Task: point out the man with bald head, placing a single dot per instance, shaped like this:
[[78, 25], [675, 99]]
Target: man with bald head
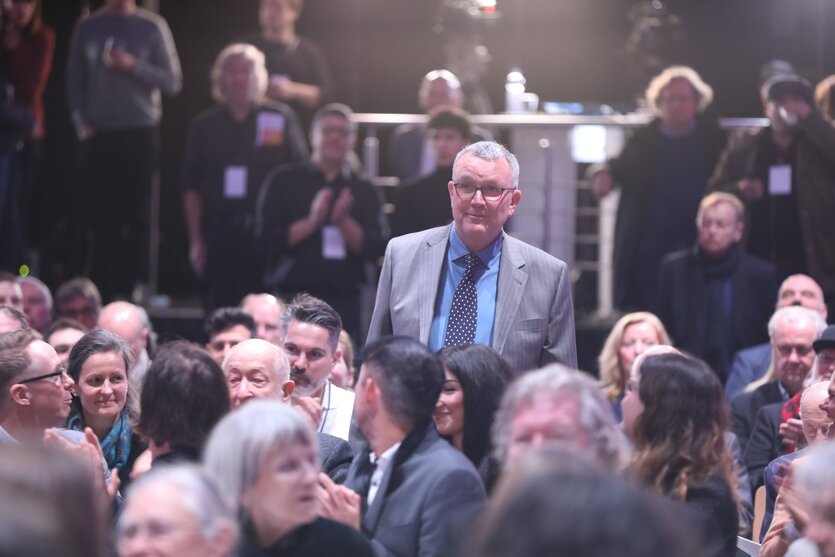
[[266, 310], [131, 323], [752, 363], [411, 152], [258, 369]]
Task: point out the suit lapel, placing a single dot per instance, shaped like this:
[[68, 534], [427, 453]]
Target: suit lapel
[[512, 280], [431, 261]]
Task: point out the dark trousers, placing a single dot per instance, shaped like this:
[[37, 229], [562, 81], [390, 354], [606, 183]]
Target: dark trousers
[[121, 165]]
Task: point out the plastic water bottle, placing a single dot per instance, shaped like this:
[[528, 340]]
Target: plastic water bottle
[[514, 92]]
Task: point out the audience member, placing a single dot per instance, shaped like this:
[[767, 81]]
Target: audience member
[[256, 369], [37, 303], [311, 329], [475, 378], [226, 327], [411, 153], [130, 323], [784, 174], [816, 491], [678, 421], [414, 491], [714, 298], [792, 331], [269, 476], [183, 396], [342, 373], [752, 363], [559, 406], [11, 293], [299, 74], [424, 202], [121, 58], [103, 401], [229, 150], [176, 511], [319, 223], [266, 310], [48, 505], [62, 334], [12, 319], [28, 45], [446, 286], [78, 299], [662, 172], [629, 338], [815, 426], [547, 509]]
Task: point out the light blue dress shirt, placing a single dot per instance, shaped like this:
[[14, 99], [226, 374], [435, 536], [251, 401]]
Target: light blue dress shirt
[[487, 284]]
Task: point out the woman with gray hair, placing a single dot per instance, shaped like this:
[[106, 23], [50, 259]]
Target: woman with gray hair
[[662, 172], [176, 511], [229, 150], [104, 401], [269, 476]]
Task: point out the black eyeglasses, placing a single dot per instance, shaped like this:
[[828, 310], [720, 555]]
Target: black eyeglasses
[[59, 371], [467, 191]]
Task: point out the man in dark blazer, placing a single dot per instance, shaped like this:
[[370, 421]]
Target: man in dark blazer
[[792, 330], [715, 299], [752, 363], [411, 489], [525, 311]]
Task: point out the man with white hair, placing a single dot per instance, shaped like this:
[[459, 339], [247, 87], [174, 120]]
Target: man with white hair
[[266, 310], [131, 323], [257, 369], [752, 363], [792, 331], [230, 148]]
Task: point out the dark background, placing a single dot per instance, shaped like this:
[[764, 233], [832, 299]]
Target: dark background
[[570, 50]]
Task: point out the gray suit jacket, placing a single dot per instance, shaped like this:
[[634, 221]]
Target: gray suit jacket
[[534, 323], [427, 497]]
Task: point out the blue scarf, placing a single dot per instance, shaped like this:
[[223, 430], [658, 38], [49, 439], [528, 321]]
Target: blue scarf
[[116, 445]]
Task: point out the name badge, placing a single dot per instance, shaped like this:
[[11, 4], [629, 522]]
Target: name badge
[[269, 129], [234, 182], [780, 179], [333, 243]]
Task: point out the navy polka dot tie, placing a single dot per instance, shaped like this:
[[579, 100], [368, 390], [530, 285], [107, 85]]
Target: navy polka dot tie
[[463, 314]]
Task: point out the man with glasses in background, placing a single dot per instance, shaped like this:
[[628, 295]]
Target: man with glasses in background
[[470, 282]]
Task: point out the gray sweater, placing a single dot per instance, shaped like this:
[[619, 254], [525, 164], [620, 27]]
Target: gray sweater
[[107, 99]]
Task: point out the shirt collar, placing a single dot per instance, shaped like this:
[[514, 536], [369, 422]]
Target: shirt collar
[[457, 249]]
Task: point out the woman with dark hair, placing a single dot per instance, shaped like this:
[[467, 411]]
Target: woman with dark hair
[[184, 394], [98, 364], [677, 424], [475, 379]]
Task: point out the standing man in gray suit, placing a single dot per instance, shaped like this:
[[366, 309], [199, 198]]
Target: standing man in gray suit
[[470, 282]]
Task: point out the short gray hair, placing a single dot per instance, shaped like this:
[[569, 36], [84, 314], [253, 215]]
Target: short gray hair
[[557, 381], [489, 151], [238, 449], [235, 51], [200, 495], [795, 314]]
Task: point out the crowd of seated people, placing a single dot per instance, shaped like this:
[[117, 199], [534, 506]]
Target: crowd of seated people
[[272, 435]]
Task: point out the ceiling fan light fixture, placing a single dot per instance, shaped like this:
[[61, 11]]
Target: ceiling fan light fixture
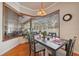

##########

= GOAL =
Reproduce every line of the records above word for word, omitting the pictures.

= FINAL RESULT =
Task: point out the man with bald head, placing a single dot per instance, shaped like this:
[[78, 25], [675, 99]]
Target: man with bald head
[[266, 310], [131, 323], [752, 363], [411, 152], [258, 369]]
Task: point out the suit lapel, placing a single dot per instance, shaped like this:
[[68, 534], [427, 453]]
Target: suit lapel
[[512, 280], [431, 261]]
Task: point out the dark trousers, placing a single dot per instance, shaped like this:
[[37, 229], [562, 81], [390, 354], [606, 183]]
Target: dark trousers
[[121, 165]]
Task: point out the plastic water bottle, placing a single dot per instance, shaped like this:
[[528, 340]]
Target: plastic water bottle
[[514, 92]]
Task: point out the audience member, placing a single dot per instance, shaped like this:
[[767, 81]]
Target: audience member
[[256, 369], [37, 303], [311, 329], [475, 378], [226, 327], [411, 153], [130, 323], [784, 174], [816, 491], [678, 421], [414, 491], [714, 298], [792, 331], [269, 476], [183, 396], [342, 373], [752, 363], [559, 406], [11, 293], [299, 74], [424, 202], [121, 58], [103, 401], [229, 150], [176, 511], [319, 223], [266, 310], [48, 505], [62, 334], [12, 319], [28, 45], [446, 286], [78, 299], [662, 172], [629, 338], [815, 426], [547, 509]]
Task: point out the light blue dress shirt, placing a single dot per instance, shaped like this:
[[14, 99], [226, 374], [435, 536], [251, 401]]
Target: light blue dress shirt
[[487, 284]]
Task: point out the woman with gray hair, placing a single dot per instance, shaped like this:
[[106, 23], [50, 259]]
Target: woman with gray hair
[[662, 172], [176, 511], [229, 150], [104, 401], [269, 476]]
Task: point out the black eyeglasses, placing a single dot per instance, shaped like this:
[[828, 310], [720, 555]]
Target: black eyeglasses
[[59, 371], [467, 191]]
Task: point out the man in dark blazer, placing a single dot per instance, shaped like this:
[[370, 421]]
Target: man in dark blazer
[[792, 330], [715, 299], [752, 363], [411, 489], [525, 311]]
Task: point out the man with white hair, placing a single dot per instance, shaped like this:
[[459, 339], [247, 87], [174, 120]]
Target: man with white hair
[[266, 310], [131, 323], [257, 369], [752, 363], [792, 331], [230, 148]]
Task: point out the dark background, placing a single dot per instance, shaped like this:
[[764, 233], [832, 299]]
Target: dark background
[[570, 50]]
Task: point out the gray suit jacket, placing a single dot per instance, shaped like this:
[[634, 221]]
Target: gray suit jacket
[[534, 323], [427, 497]]
Task: point out the blue scarf, placing a single dot per instance, shaped like this:
[[223, 430], [658, 38], [49, 439], [528, 321]]
Target: blue scarf
[[116, 445]]
Task: point out the name badge, placing a single dot per instance, shaped like this:
[[11, 4], [629, 522]]
Target: name badge
[[269, 129], [234, 182], [780, 179], [333, 243]]
Task: point out the navy polka dot tie, placing a single dot per instance, shaped like this:
[[579, 100], [368, 390], [530, 285], [107, 85]]
Target: navy polka dot tie
[[463, 314]]
Task: point out the man with glasses in background, placing a single dot per instance, shaped like this:
[[628, 295]]
Target: man with glasses in background
[[470, 282]]
Task: point out the gray sweater, placing a single dot per instance, shaped like this:
[[619, 254], [525, 164], [620, 27]]
Target: gray sweater
[[107, 99]]
Task: point out the shirt collar, placing a single dot per instance, shaped like this:
[[514, 536], [369, 422]]
Target: shirt collar
[[457, 249]]
Task: point out the woman with dark hair, placing a single dot per instance, shaped like this:
[[467, 411]]
Target: woman with dark hair
[[184, 394], [98, 364], [677, 424], [475, 379]]
Task: point out the standing man in gray suit, placing a single dot per instance, shaped like this:
[[366, 309], [199, 198]]
Target: standing man in gray suit
[[470, 282]]
Task: point out the short gray hair, placing a single dot per instance, shaped like this:
[[569, 36], [84, 314], [253, 215]]
Target: short gray hair
[[557, 381], [489, 151], [238, 449], [235, 51], [200, 495], [795, 314]]
Task: point out the crowd of seated people, placing a single dot per instance, shaped like this:
[[117, 199], [534, 506]]
Target: crowd of seated people
[[272, 435]]
Task: point out the ceiling fan light fixture, placing a single dot per instance, shaped like this:
[[61, 11]]
Target: ceiling fan light fixture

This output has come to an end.